With both ends included, repeat exactly the lines of the entries below from the one containing "twilight sky in the photo above." down to the one containing "feet in the photo above.", and no others.

[Image point grounding data]
[Start of Attachment]

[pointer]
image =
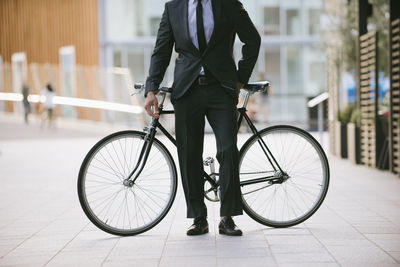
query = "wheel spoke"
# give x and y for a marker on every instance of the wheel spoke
(301, 192)
(118, 208)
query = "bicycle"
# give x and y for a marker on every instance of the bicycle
(128, 181)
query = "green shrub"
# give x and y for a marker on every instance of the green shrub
(346, 113)
(355, 116)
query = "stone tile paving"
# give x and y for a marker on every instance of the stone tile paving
(42, 224)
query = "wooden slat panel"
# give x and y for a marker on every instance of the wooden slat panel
(367, 98)
(41, 27)
(395, 97)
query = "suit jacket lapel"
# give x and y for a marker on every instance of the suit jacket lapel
(216, 6)
(185, 22)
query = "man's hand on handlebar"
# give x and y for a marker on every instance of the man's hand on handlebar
(151, 101)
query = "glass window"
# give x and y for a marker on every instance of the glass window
(273, 67)
(313, 20)
(293, 25)
(294, 70)
(117, 59)
(271, 21)
(136, 64)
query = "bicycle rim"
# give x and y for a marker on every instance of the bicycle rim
(296, 199)
(119, 209)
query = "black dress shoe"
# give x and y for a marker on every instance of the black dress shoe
(228, 227)
(199, 227)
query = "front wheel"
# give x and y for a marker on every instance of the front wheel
(286, 197)
(114, 205)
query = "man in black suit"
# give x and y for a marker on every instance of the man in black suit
(206, 84)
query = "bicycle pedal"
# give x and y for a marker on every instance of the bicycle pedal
(208, 161)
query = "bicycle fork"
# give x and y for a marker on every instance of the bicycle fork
(144, 153)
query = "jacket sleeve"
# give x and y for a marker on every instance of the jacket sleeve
(248, 35)
(161, 55)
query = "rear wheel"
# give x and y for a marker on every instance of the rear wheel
(294, 198)
(113, 205)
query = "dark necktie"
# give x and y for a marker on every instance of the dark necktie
(201, 36)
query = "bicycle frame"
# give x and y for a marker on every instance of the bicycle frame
(152, 130)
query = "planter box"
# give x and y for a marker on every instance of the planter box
(341, 141)
(353, 143)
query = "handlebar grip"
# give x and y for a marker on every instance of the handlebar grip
(138, 86)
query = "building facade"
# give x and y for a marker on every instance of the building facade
(292, 56)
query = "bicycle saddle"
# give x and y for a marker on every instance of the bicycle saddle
(262, 86)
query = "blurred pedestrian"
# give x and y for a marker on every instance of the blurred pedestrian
(47, 99)
(25, 101)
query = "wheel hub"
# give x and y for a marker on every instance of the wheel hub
(128, 183)
(281, 177)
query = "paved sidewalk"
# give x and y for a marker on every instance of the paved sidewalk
(41, 222)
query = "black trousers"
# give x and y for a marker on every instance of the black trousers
(215, 103)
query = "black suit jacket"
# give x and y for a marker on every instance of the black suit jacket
(230, 18)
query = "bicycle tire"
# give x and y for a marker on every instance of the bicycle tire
(255, 213)
(171, 181)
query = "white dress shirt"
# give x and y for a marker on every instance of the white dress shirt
(208, 20)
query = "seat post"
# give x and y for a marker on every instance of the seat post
(246, 99)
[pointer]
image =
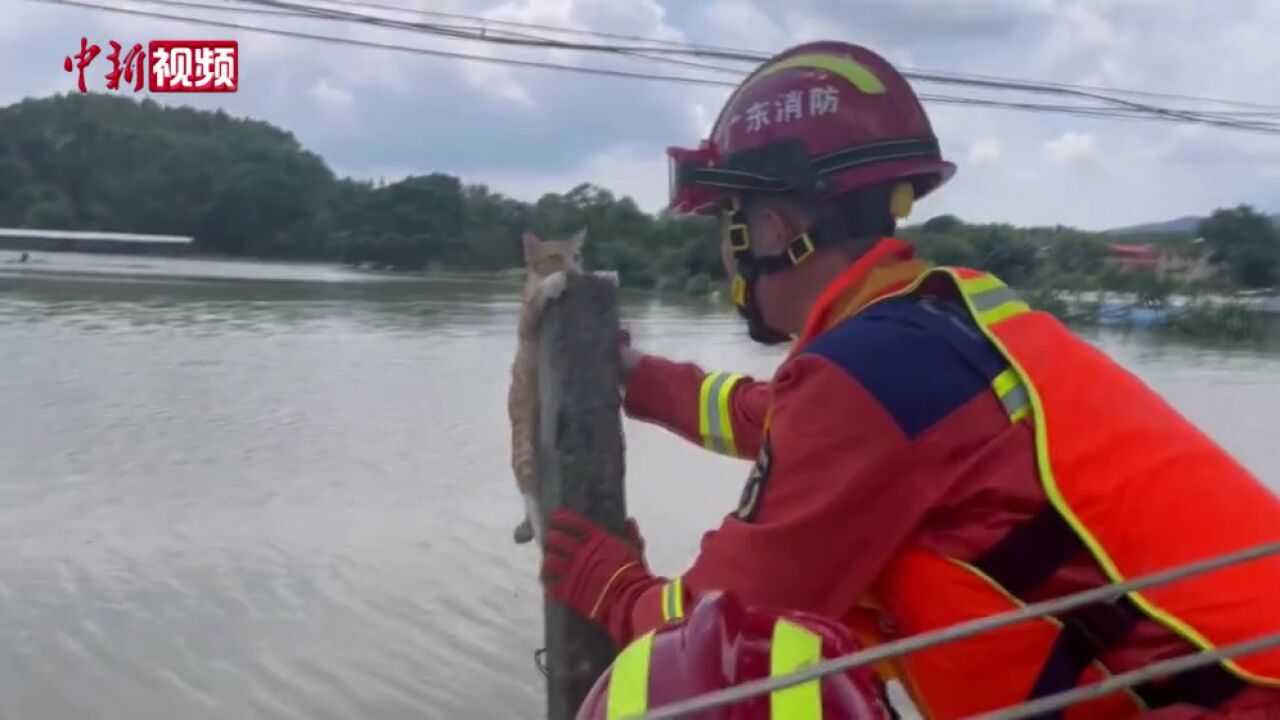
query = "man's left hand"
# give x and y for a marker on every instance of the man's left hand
(593, 572)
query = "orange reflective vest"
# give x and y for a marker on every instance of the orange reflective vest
(1128, 481)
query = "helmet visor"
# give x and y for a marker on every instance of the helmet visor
(686, 196)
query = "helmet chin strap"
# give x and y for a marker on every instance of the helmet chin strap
(752, 267)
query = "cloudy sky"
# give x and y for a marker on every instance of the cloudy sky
(380, 113)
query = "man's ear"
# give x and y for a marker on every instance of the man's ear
(531, 244)
(771, 231)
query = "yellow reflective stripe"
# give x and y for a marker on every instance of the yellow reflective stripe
(1055, 495)
(704, 417)
(1097, 664)
(854, 72)
(629, 679)
(673, 600)
(981, 283)
(714, 423)
(795, 647)
(1013, 395)
(1004, 311)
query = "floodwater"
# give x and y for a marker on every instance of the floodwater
(240, 490)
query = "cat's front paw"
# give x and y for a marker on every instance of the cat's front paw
(524, 532)
(553, 285)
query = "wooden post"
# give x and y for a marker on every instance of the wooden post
(580, 461)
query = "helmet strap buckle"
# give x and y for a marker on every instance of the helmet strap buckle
(800, 247)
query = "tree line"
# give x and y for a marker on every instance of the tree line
(245, 187)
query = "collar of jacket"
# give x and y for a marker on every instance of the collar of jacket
(887, 267)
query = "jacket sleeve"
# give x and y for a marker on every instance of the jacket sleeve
(718, 410)
(833, 495)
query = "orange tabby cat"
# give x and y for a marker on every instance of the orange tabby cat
(547, 268)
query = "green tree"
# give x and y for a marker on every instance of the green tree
(1246, 242)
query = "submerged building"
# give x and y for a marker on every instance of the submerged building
(82, 241)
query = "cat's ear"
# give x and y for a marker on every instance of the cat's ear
(533, 244)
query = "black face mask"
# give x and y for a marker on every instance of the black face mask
(750, 267)
(749, 309)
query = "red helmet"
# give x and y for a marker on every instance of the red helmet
(722, 643)
(822, 119)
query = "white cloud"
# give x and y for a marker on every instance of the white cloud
(329, 94)
(626, 171)
(1070, 147)
(984, 150)
(531, 131)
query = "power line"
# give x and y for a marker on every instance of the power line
(412, 49)
(915, 643)
(928, 98)
(1025, 86)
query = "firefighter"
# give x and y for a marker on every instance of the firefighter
(932, 450)
(722, 643)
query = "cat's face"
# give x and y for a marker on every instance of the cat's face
(547, 256)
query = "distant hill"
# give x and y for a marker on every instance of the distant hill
(1185, 224)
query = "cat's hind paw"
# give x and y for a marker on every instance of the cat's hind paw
(553, 285)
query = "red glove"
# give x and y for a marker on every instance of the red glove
(595, 574)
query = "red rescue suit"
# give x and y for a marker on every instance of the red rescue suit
(936, 451)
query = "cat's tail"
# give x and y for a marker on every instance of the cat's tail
(533, 527)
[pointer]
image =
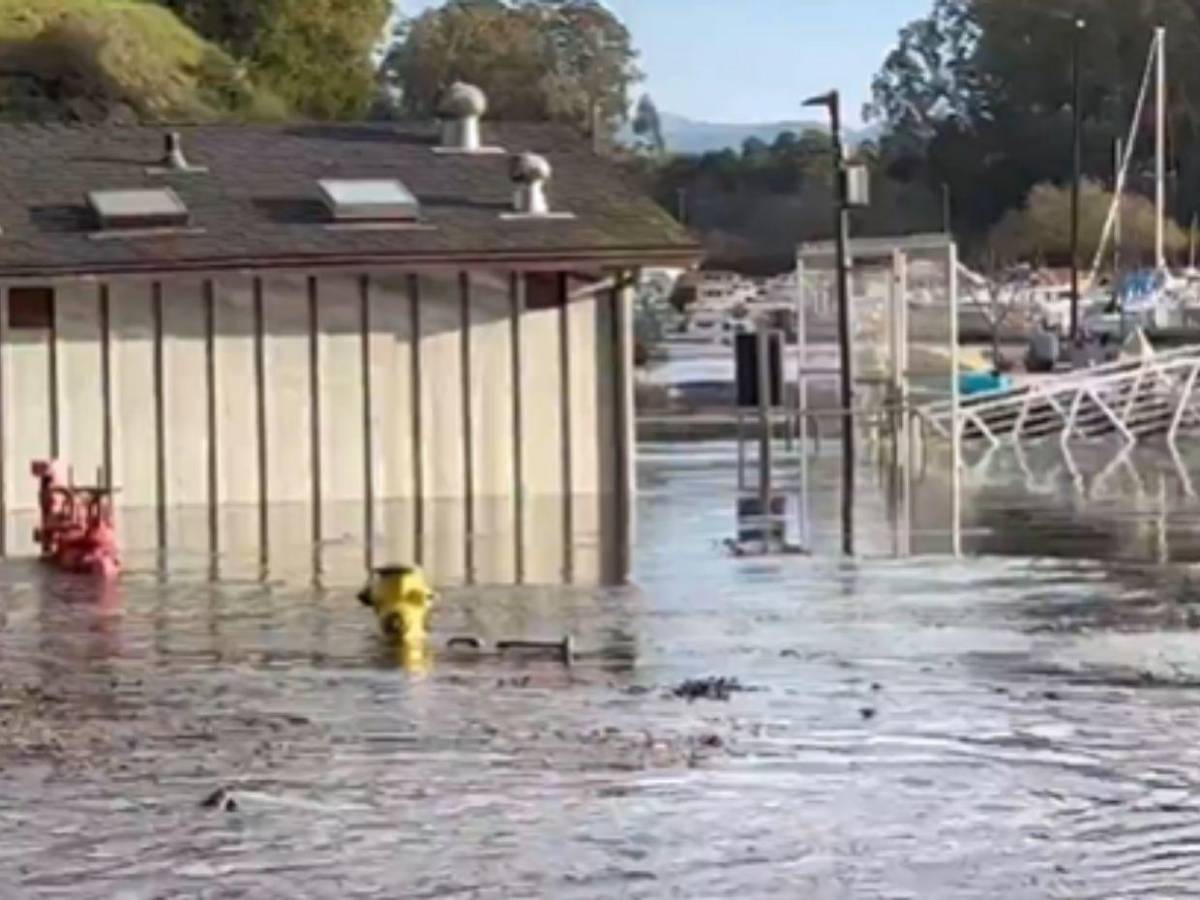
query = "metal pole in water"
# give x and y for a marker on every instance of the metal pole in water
(1077, 172)
(765, 449)
(847, 378)
(742, 451)
(832, 101)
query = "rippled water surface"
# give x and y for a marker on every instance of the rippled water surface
(1013, 726)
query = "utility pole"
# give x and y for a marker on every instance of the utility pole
(1077, 169)
(1116, 221)
(832, 101)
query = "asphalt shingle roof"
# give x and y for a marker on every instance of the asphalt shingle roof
(259, 203)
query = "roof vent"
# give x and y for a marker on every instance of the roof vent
(461, 109)
(370, 201)
(173, 160)
(141, 208)
(529, 174)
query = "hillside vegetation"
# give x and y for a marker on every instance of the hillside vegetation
(117, 60)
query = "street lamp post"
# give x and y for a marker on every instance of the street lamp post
(832, 101)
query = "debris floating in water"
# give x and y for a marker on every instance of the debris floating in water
(221, 799)
(708, 689)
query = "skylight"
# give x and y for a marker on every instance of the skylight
(141, 208)
(370, 201)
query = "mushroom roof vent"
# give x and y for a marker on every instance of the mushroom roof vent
(463, 101)
(529, 173)
(461, 108)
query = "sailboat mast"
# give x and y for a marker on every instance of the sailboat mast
(1117, 184)
(1161, 155)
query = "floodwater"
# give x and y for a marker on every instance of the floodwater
(1021, 724)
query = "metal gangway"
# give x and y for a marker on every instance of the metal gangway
(1138, 399)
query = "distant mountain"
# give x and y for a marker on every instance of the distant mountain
(689, 136)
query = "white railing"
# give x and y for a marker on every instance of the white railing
(1125, 397)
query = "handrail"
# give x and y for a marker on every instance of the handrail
(1115, 390)
(1072, 382)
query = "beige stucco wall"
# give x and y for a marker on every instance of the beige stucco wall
(311, 418)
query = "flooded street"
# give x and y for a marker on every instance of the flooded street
(1008, 725)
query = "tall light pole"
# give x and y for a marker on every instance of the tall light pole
(832, 101)
(1077, 107)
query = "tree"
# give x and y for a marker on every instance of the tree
(112, 60)
(648, 126)
(564, 60)
(977, 95)
(316, 54)
(1041, 231)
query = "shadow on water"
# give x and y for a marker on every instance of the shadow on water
(1008, 724)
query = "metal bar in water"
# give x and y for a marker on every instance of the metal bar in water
(210, 414)
(261, 424)
(315, 424)
(369, 486)
(468, 427)
(160, 415)
(765, 437)
(516, 311)
(414, 312)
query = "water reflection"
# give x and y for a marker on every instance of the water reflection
(1083, 501)
(1032, 726)
(574, 540)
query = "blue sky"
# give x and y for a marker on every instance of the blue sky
(755, 60)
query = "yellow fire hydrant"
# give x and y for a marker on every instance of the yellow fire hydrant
(401, 599)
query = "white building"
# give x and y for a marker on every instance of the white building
(303, 334)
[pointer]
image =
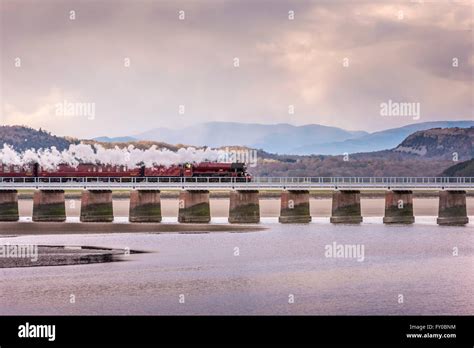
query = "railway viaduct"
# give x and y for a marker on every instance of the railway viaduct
(145, 205)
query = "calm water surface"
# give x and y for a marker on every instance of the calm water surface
(414, 261)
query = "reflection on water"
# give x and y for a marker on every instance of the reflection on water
(267, 270)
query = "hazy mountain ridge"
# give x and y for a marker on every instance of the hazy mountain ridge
(276, 138)
(22, 138)
(288, 139)
(439, 145)
(386, 139)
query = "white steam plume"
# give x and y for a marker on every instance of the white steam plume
(97, 154)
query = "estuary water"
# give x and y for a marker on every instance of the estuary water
(420, 269)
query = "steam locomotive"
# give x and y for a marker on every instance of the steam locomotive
(203, 169)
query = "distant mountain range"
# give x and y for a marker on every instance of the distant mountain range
(24, 138)
(285, 138)
(432, 152)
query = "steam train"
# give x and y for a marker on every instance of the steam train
(189, 170)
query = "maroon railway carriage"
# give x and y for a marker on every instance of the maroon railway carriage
(204, 169)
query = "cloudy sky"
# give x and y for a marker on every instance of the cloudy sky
(133, 63)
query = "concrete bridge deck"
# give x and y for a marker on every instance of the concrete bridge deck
(256, 183)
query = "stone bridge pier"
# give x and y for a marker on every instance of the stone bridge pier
(96, 206)
(49, 205)
(346, 207)
(9, 205)
(294, 207)
(194, 206)
(452, 208)
(244, 207)
(399, 207)
(145, 206)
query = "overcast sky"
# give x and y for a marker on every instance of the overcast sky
(336, 62)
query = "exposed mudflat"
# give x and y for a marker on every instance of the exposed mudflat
(45, 255)
(24, 228)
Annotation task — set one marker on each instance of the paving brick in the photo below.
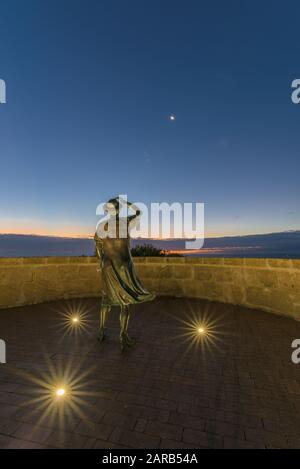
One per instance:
(32, 433)
(160, 393)
(202, 439)
(60, 439)
(164, 430)
(139, 440)
(95, 430)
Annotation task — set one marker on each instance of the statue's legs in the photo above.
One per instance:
(125, 340)
(104, 312)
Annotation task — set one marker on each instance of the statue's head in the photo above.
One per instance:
(113, 205)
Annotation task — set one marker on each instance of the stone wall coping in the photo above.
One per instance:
(257, 263)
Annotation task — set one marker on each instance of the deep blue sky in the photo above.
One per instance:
(90, 85)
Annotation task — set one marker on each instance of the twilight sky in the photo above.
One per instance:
(90, 86)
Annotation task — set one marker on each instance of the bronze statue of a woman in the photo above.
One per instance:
(120, 284)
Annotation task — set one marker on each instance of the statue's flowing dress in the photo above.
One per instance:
(120, 283)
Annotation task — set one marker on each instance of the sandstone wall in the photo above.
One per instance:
(269, 284)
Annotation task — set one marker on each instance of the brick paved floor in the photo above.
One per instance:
(238, 391)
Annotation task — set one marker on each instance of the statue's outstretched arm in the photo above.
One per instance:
(99, 248)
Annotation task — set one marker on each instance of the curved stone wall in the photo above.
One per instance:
(269, 284)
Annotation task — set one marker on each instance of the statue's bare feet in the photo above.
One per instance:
(130, 341)
(102, 336)
(126, 341)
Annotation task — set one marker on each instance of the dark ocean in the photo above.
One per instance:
(274, 245)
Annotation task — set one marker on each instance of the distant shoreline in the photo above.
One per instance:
(274, 245)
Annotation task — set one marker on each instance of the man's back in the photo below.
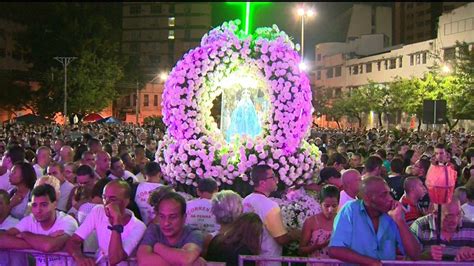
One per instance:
(269, 212)
(199, 215)
(354, 229)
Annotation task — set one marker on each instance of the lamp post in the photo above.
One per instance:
(65, 61)
(304, 13)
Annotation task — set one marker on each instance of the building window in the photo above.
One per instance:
(135, 9)
(171, 21)
(171, 35)
(355, 70)
(155, 9)
(146, 100)
(329, 73)
(393, 63)
(134, 47)
(449, 54)
(338, 71)
(368, 67)
(418, 59)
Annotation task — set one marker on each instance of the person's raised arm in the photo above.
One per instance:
(348, 255)
(73, 247)
(146, 257)
(116, 250)
(10, 241)
(410, 244)
(181, 256)
(44, 243)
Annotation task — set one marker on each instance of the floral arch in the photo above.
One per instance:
(195, 147)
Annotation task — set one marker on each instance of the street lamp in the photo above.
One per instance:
(304, 13)
(65, 60)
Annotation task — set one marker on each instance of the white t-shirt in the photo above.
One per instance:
(97, 219)
(199, 215)
(90, 243)
(270, 214)
(5, 181)
(468, 211)
(343, 198)
(8, 223)
(64, 192)
(141, 198)
(126, 175)
(19, 211)
(63, 222)
(39, 170)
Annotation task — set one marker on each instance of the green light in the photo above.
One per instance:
(248, 10)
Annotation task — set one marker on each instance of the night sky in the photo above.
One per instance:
(329, 24)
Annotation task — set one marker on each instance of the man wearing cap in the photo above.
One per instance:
(350, 186)
(330, 175)
(275, 234)
(198, 211)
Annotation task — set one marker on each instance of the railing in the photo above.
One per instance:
(317, 261)
(34, 257)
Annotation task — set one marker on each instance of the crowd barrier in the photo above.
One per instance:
(316, 261)
(28, 257)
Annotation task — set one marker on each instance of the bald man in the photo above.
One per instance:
(370, 230)
(457, 234)
(350, 184)
(66, 154)
(118, 230)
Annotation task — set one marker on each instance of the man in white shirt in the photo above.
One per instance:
(102, 163)
(144, 189)
(350, 184)
(6, 220)
(14, 154)
(117, 171)
(275, 234)
(57, 170)
(45, 229)
(198, 211)
(118, 230)
(43, 158)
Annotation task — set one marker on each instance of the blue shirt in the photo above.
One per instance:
(353, 229)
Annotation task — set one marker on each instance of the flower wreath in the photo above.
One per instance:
(193, 146)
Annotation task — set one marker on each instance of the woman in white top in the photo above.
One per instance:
(23, 178)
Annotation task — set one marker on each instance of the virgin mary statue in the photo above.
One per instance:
(244, 119)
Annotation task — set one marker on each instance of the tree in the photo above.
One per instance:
(14, 93)
(88, 31)
(457, 87)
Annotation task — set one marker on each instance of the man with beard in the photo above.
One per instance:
(372, 229)
(45, 229)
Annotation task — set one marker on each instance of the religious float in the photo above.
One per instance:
(265, 111)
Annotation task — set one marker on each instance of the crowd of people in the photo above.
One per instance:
(97, 192)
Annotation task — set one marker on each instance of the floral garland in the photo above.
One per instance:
(193, 146)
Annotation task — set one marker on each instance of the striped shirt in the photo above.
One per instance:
(424, 229)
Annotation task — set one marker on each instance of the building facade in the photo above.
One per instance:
(341, 67)
(417, 21)
(158, 34)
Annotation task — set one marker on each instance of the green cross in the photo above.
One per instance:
(248, 6)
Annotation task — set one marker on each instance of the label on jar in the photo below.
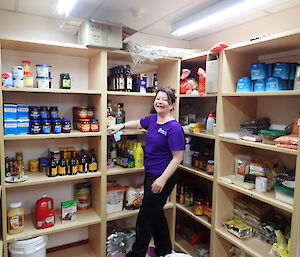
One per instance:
(15, 222)
(93, 166)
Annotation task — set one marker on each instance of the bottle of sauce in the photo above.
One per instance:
(15, 218)
(52, 171)
(92, 163)
(83, 165)
(62, 165)
(73, 164)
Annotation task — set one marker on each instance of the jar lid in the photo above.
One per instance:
(43, 65)
(15, 205)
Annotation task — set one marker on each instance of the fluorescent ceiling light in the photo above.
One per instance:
(65, 6)
(214, 14)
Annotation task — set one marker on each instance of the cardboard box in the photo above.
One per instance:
(100, 35)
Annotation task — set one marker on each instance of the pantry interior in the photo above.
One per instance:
(89, 69)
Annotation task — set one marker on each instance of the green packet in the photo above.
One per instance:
(68, 211)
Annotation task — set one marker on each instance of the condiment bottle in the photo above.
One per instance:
(15, 218)
(92, 163)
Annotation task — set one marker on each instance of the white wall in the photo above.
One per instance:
(272, 24)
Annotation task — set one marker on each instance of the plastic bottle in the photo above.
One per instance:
(187, 156)
(210, 123)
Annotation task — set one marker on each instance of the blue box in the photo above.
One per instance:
(23, 126)
(10, 127)
(281, 70)
(258, 71)
(9, 111)
(259, 85)
(23, 111)
(244, 85)
(273, 84)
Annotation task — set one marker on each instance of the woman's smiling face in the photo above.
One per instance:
(161, 103)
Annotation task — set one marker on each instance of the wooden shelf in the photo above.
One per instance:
(202, 135)
(186, 247)
(189, 211)
(198, 96)
(120, 93)
(268, 197)
(50, 47)
(73, 133)
(252, 246)
(198, 172)
(52, 90)
(37, 178)
(121, 171)
(84, 218)
(275, 93)
(129, 213)
(84, 250)
(273, 148)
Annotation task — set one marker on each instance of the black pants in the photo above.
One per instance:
(151, 220)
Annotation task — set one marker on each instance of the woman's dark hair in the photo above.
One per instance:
(170, 93)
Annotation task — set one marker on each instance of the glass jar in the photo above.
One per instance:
(46, 126)
(28, 79)
(15, 218)
(94, 125)
(53, 110)
(56, 126)
(65, 81)
(66, 126)
(35, 127)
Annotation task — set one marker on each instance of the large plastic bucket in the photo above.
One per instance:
(32, 247)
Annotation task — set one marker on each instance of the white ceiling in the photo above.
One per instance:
(154, 17)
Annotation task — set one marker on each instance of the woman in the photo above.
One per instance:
(163, 153)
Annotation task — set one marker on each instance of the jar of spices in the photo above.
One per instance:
(34, 112)
(66, 126)
(43, 111)
(80, 112)
(46, 126)
(35, 127)
(53, 112)
(28, 79)
(15, 218)
(210, 167)
(34, 165)
(94, 125)
(84, 125)
(65, 81)
(56, 126)
(90, 112)
(44, 165)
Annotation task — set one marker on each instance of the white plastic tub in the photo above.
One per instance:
(42, 70)
(43, 82)
(32, 247)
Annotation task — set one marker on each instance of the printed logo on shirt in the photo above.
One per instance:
(160, 130)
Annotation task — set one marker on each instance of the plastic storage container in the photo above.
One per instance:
(33, 247)
(114, 198)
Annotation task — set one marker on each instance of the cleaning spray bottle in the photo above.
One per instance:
(187, 156)
(210, 123)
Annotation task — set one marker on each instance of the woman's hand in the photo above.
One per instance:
(115, 128)
(158, 185)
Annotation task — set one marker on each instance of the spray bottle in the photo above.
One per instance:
(187, 156)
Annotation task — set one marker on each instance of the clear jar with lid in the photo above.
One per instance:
(15, 218)
(28, 79)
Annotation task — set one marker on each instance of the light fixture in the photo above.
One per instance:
(65, 6)
(214, 14)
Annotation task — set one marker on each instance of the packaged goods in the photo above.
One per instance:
(239, 228)
(68, 211)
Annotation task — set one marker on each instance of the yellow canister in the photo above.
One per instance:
(34, 165)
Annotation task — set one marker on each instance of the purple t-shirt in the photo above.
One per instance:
(161, 139)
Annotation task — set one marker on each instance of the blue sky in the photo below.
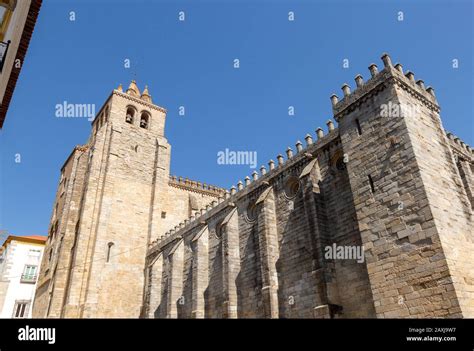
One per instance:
(190, 64)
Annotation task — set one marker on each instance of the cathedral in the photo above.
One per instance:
(392, 192)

[End of Attachment]

Task result >>
Annotation task — set one marker on each instance of the twilight sky in the photo above.
One per instance:
(90, 86)
Annotation task — set one marker on each instance of the bronze statue of a woman in the photo above.
One per instance:
(120, 284)
Annotation task — set one marker on each instance of the statue's flowing dress in the photo above.
One per instance:
(120, 283)
Annotation task — set one marker on each instance of the sandstone wall in the photo above.
One per instance:
(269, 284)
Annotation task — set one marker on each instance of the brick paved floor in the photo above.
One per instance:
(238, 391)
Annotation task — set one marker on each instance of the statue's outstretched arm in the photo above.
One per instance:
(99, 248)
Annotation task — set one marker on each instance of the curved stone wall in the photo above.
One per instance:
(269, 284)
Annotation task — set one marker on each instance of the statue's bare feet in the photo above.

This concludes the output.